◆ LO QUE HARÁS
[a] Reproduce tal cual, del texto sobre el gimnasio, el fragmento que va desde "El gimnasio (I)" hasta "y no acabar.".
[b] Según el texto sobre el gimnasio, ¿qué tiene el nuevo gimnasio además de la posibilidad de hacer ejercicios aeróbicos?

╭─ TEXTO PARA LEER

A lo que iba, al final me acostumbré a la cinta y mi cerebro también. Ya no me mareo al acabar mi tiempo de jogging estático y, tengo que decir, que he conseguido superar uno más de mis complejos y ya me atrevo a correr en la sala común enfrente de todos esos monitores de televisión que nos machacan continuamente con mierda publicitaria y, sobre todo, nos obsesionan para que sigamos perseverantes en nuestro culto al cuerpo. Pero de esto ya hablaremos mañana, si tengo tiempo.

viernes, 14 de noviembre de 2008

El gimnasio (I)

Me he apuntado a un gimnasio. Al finalizar el verano y con unos kilillos de más recordé los días en los que frecuentaba uno del tipo recuperación y rehabilitación médica y que me ayudó a mantener la figura y sobrellevar un problemilla de espalda. Este año me he buscado otro donde también se puede hacer ejercicios aeróbicos y además tiene baño turco y sauna. Pero este es distinto, muy distinto. Así como en mi antiguo y aburrido gimnasio sólo había personas mayores y algún que otro joven un poco escoñao como yo mismo, en el nuevo “super-fitness-saca-bola” he descubierto un mundo. El mundo del culto al cuerpo. Y hay pa’contar y no acabar.

╰─
╭─ ÍTEMS PROPORCIONADOS

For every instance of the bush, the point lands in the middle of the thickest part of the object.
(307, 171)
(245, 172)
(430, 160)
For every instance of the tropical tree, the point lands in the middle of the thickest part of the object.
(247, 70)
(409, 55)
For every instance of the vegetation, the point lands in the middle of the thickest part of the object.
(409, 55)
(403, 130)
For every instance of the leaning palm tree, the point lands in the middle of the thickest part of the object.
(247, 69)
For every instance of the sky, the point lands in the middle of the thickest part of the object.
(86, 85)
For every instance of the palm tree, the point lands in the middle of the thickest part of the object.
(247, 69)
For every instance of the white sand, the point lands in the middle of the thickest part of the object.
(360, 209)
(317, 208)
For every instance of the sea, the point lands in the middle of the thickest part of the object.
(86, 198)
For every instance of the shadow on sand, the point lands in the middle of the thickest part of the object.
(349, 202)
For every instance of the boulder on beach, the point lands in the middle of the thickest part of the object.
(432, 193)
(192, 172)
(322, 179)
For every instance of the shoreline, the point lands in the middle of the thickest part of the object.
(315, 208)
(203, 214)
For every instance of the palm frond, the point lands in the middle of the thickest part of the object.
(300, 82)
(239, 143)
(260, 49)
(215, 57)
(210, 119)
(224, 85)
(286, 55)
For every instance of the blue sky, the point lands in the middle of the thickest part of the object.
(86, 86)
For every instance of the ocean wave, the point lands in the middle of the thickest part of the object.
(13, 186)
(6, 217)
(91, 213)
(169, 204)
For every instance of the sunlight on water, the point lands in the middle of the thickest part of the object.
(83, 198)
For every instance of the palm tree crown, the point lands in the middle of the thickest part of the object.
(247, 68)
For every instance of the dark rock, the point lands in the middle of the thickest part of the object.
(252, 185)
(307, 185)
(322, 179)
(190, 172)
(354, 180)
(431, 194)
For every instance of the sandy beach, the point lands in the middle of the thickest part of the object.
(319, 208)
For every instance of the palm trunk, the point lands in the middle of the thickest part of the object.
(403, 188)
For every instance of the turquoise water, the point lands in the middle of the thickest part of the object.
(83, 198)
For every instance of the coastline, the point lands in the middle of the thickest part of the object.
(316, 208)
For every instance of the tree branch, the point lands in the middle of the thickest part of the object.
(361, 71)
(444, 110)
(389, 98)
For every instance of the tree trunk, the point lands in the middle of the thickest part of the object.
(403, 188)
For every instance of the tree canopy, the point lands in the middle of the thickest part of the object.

╰─

◆ RESULTADOS EN ORDEN
[a]
El gimnasio (I)

Me he apuntado a un gimnasio. Al finalizar el verano y con unos kilillos de más recordé los días en los que frecuentaba uno del tipo recuperación y rehabilitación médica y que me ayudó a mantener la figura y sobrellevar un problemilla de espalda. Este año me he buscado otro donde también se puede hacer ejercicios aeróbicos y además tiene baño turco y sauna. Pero este es distinto, muy distinto. Así como en mi antiguo y aburrido gimnasio sólo había personas mayores y algún que otro joven un poco escoñao como yo mismo, en el nuevo “super-fitness-saca-bola” he descubierto un mundo. El mundo del culto al cuerpo. Y hay pa’contar y no acabar.

[b] Baño turco y sauna.